### Exercise
In the loan agreement excerpt that follows, write out everything from "Borrowings are classified" down to "therewith).", switching "bids" for "offers".

[begin Passage to read]

Borrowings are classified for purposes of this Agreement either by reference 
to the pricing of Loans comprising such Borrowing (E.G., a "Euro-Dollar 
Borrowing" is a Borrowing comprised of Euro-Dollar Loans) or by reference to 
the provisions of Article II under which participation therein is determined 
(I.E., a "Committed  Borrowing" is a Borrowing under Section 2.01 in which 
all Banks participate in proportion to their Commitments, while a "Money 
Market Borrowing" is a Borrowing under Section 2.03 in which the Bank 
participants are determined on the basis of their bids in accordance 
therewith).

                                ARTICLE II

                                THE CREDITS

     SECTION 2.01.  Commitments to Lend.  Subject to the terms and conditions 
set forth in this Agreement, each Bank severally agrees to make loans to the 
Borrower from time to time during the Revolving Credit Period in an aggregate 
principal amount at any time outstanding not to exceed the amount of such 
Bank's Commitment.  Each Borrowing under this Section 2.01 shall be in an 
aggregate principal amount of $10,000,000 or any larger multiple of 
$1,000,000 (except that any such Borrowing may be in an aggregate amount 
equal to the amount available in accordance with Section 3.02(b)) and shall 
be made from the several Banks ratably in proportion to their respective 
Commitments.  Within the foregoing limits, the Borrower may borrow under this 
Section, repay, or to the extent permitted by Section 2.11, prepay loans and 
reborrow under this Section at any time during the Revolving Credit Period.

     SECTION 2.02.  Notice of Committed Borrowings.  The Borrower shall give 
the Agent notice (a "Notice of Committed Borrowing") not later than 10:30 
A.M. (New York City time) on (x) the date of each Base Rate Borrowing, (y)

[end Passage to read]
[begin Stored rows]

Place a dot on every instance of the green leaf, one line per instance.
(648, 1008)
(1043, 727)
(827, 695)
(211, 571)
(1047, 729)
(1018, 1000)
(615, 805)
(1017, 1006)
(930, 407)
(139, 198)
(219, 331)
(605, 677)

[end Stored rows]
[begin Stored rows]

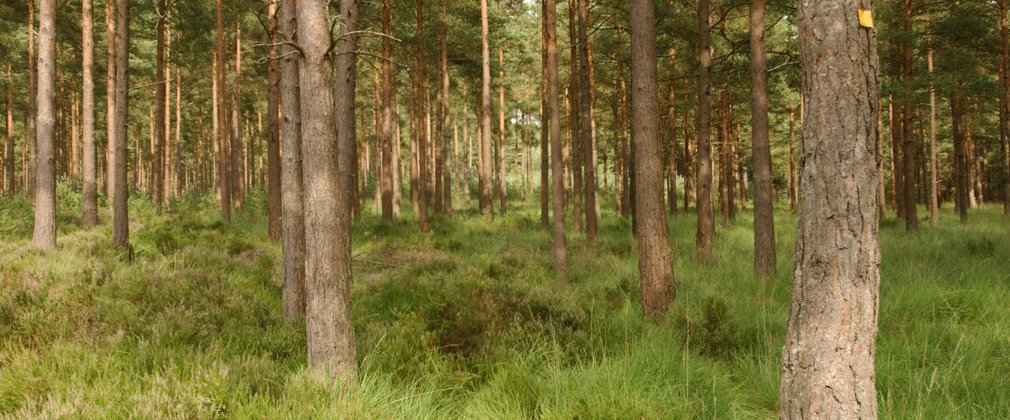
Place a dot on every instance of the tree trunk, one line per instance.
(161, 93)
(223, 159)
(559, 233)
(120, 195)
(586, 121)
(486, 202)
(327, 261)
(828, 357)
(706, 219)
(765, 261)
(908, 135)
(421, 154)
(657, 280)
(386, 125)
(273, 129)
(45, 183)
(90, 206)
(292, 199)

[end Stored rows]

### The output
Borrowings are classified for purposes of this Agreement either by reference 
to the pricing of Loans comprising such Borrowing (E.G., a "Euro-Dollar 
Borrowing" is a Borrowing comprised of Euro-Dollar Loans) or by reference to 
the provisions of Article II under which participation therein is determined 
(I.E., a "Committed  Borrowing" is a Borrowing under Section 2.01 in which 
all Banks participate in proportion to their Commitments, while a "Money 
Market Borrowing" is a Borrowing under Section 2.03 in which the Bank 
participants are determined on the basis of their offers in accordance 
therewith).